==== Records shown
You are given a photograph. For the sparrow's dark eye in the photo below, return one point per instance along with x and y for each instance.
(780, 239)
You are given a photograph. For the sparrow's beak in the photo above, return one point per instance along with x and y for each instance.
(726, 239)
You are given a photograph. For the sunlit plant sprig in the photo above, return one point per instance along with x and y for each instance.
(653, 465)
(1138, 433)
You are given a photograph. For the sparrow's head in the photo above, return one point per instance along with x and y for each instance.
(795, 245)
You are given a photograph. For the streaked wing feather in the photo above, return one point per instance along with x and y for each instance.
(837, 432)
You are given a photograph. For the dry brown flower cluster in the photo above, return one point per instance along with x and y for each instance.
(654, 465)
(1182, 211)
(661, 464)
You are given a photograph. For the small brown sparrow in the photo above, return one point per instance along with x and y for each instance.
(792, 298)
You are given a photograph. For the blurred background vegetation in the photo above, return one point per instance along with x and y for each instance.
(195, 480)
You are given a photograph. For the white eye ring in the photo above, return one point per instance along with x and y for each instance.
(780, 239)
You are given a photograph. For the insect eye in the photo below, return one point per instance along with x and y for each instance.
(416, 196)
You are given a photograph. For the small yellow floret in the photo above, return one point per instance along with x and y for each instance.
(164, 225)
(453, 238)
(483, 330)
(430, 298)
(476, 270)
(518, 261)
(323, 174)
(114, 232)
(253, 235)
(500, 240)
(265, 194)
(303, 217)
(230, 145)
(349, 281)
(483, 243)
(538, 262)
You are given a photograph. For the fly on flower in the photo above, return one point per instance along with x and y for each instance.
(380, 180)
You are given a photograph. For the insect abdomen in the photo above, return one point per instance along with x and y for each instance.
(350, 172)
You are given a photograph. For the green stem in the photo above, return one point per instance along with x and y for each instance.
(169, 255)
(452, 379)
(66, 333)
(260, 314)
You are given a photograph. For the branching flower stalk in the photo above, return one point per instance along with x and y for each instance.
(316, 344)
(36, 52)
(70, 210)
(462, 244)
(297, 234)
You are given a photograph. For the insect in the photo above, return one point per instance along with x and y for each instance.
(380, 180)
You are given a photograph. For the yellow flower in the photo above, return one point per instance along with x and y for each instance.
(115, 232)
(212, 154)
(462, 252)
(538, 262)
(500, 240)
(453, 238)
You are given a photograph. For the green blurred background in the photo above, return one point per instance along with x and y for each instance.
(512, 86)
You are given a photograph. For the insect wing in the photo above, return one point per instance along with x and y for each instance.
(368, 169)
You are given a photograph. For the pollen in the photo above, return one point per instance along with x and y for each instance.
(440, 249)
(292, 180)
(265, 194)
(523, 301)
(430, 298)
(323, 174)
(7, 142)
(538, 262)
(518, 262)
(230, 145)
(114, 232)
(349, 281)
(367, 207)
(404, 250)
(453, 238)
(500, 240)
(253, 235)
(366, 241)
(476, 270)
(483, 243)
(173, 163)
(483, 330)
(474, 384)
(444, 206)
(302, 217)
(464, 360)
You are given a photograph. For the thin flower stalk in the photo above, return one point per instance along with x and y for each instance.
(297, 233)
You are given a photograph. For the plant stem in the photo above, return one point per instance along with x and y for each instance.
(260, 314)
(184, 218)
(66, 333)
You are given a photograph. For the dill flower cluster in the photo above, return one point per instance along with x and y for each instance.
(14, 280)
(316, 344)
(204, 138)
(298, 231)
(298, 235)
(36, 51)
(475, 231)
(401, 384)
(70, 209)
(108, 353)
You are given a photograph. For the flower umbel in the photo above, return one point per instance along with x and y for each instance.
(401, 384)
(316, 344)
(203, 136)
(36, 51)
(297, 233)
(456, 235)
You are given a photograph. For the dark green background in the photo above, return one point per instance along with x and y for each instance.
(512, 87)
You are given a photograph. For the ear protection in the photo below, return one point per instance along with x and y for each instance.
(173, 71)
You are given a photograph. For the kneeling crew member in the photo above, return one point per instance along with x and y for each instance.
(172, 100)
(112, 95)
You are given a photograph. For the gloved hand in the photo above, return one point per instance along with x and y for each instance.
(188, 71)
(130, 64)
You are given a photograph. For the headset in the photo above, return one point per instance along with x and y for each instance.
========
Work item: Repeat each line of the data exactly, missing none.

Result for this task:
You are given a photograph. For the sparrow's dark eye in the photo below, return one point per instance along with x and y for each instance.
(780, 239)
You are given a photograph. For the sparrow's beak in the photo above, return one point per instance along with x and y for each instance.
(726, 239)
You are given a photograph. For the sunlit plant sprig in the photo above, return one point per instance along with x and y for each instance.
(653, 465)
(1138, 433)
You are given a photograph. For the sparrow's head in the photo above, return one point per instance along with x and y for each instance.
(795, 245)
You are given a photograph. For the streaked wing feather in the photo above, return one point per instance along with x and y for each instance.
(837, 432)
You are given a photograph. For the dry brown flower cluster in the photo above, return one point per instance along with x and y for each instance.
(654, 465)
(1182, 211)
(661, 464)
You are given a photograph. For the small brown sparrow in the photo above, return one point per instance along with x and y for each instance.
(792, 298)
You are given a photograph. For the blurred background vegetation in the photo above, return one point per instance along with x and y for each instance.
(195, 480)
You are given a photograph. For the white eye ring in the photo above, return one point per instance along with x and y for each instance.
(780, 239)
You are given a photograph. For the insect eye in the photo below, return one point per instance along with x and y for each instance.
(416, 196)
You are given a photograph. For the small yellow floret in the photo above, return one point per instance along with x and y for each instance.
(164, 225)
(453, 238)
(483, 330)
(430, 298)
(476, 270)
(518, 261)
(323, 174)
(114, 232)
(253, 235)
(500, 240)
(265, 194)
(303, 217)
(230, 145)
(349, 281)
(483, 243)
(538, 262)
You are given a photograph. For the fly on flower in the photo above, return one point per instance along with x and y for each instance.
(380, 180)
You are given a photograph. For the insect abdomen in the photo above, return one point per instance along with x and y for each instance.
(350, 172)
You are given a photograph. For the green stem in the photo above, return one point per instance along with x and y for each instance.
(169, 255)
(452, 379)
(66, 333)
(260, 314)
You are given a photograph. For the branching flower stalk in the photo above, return one point per instance along with x and y for each instance.
(316, 344)
(36, 52)
(70, 210)
(462, 244)
(297, 234)
You are given a photograph. For the insect in the photo above, return one point per instance along with x and y for each instance.
(380, 180)
You are given a photograph. For the yellow flower in the photo above, return one point per instance along with x and y for each instance.
(115, 232)
(212, 154)
(462, 252)
(538, 262)
(500, 240)
(453, 238)
You are given a photograph. For the green blurred background in the photo above, return one point per instance along with x and y for each instance.
(512, 86)
You are given a photograph. For the insect wing in the photo above, return one point per instance along with x and y for each instance.
(368, 169)
You are given a photograph. For the pollen in the photo above, return one point per instance along with x and y for each instance.
(440, 249)
(292, 180)
(265, 194)
(523, 301)
(430, 298)
(323, 174)
(7, 142)
(538, 262)
(518, 262)
(230, 145)
(114, 232)
(349, 281)
(367, 207)
(404, 250)
(453, 238)
(500, 240)
(253, 235)
(366, 241)
(476, 270)
(483, 243)
(173, 163)
(483, 330)
(474, 384)
(444, 206)
(302, 217)
(464, 360)
You are given a photograph. For the thin flower stalk in the photo above, return one point per instance along with x and y for each instance.
(297, 233)
You are given a photograph. For the plant stem in the photo above, return one point per instance along with x and y for each instance.
(260, 314)
(184, 218)
(66, 333)
You are given a photograph. For the dill flower cluster in the photo above, return one point per instance along with x and y for each instance.
(14, 280)
(316, 344)
(204, 138)
(298, 231)
(298, 235)
(36, 51)
(475, 231)
(401, 384)
(70, 209)
(108, 353)
You are given a photograph. For the flower umbel in the photo above, return one point per instance along with x and y for each instance.
(401, 384)
(316, 344)
(203, 136)
(36, 51)
(297, 233)
(456, 235)
You are given a photograph. For the dark green background in the photo above, return one point per instance along with x and y for each instance.
(512, 87)
You are given a photograph. For the ear protection in the photo below, return one point per instance along with x and y for each instance.
(173, 71)
You are given a photograph. For the kneeling crew member in the photo above, return one point per instance along with x and y for each instance.
(172, 100)
(112, 95)
You are given a photograph. For the gloved hand in the photo above, return one point per instance along with x and y for each instance.
(188, 71)
(130, 64)
You are given a photograph. For the headset in the photo above, return one point per instance along with x and y for each instance.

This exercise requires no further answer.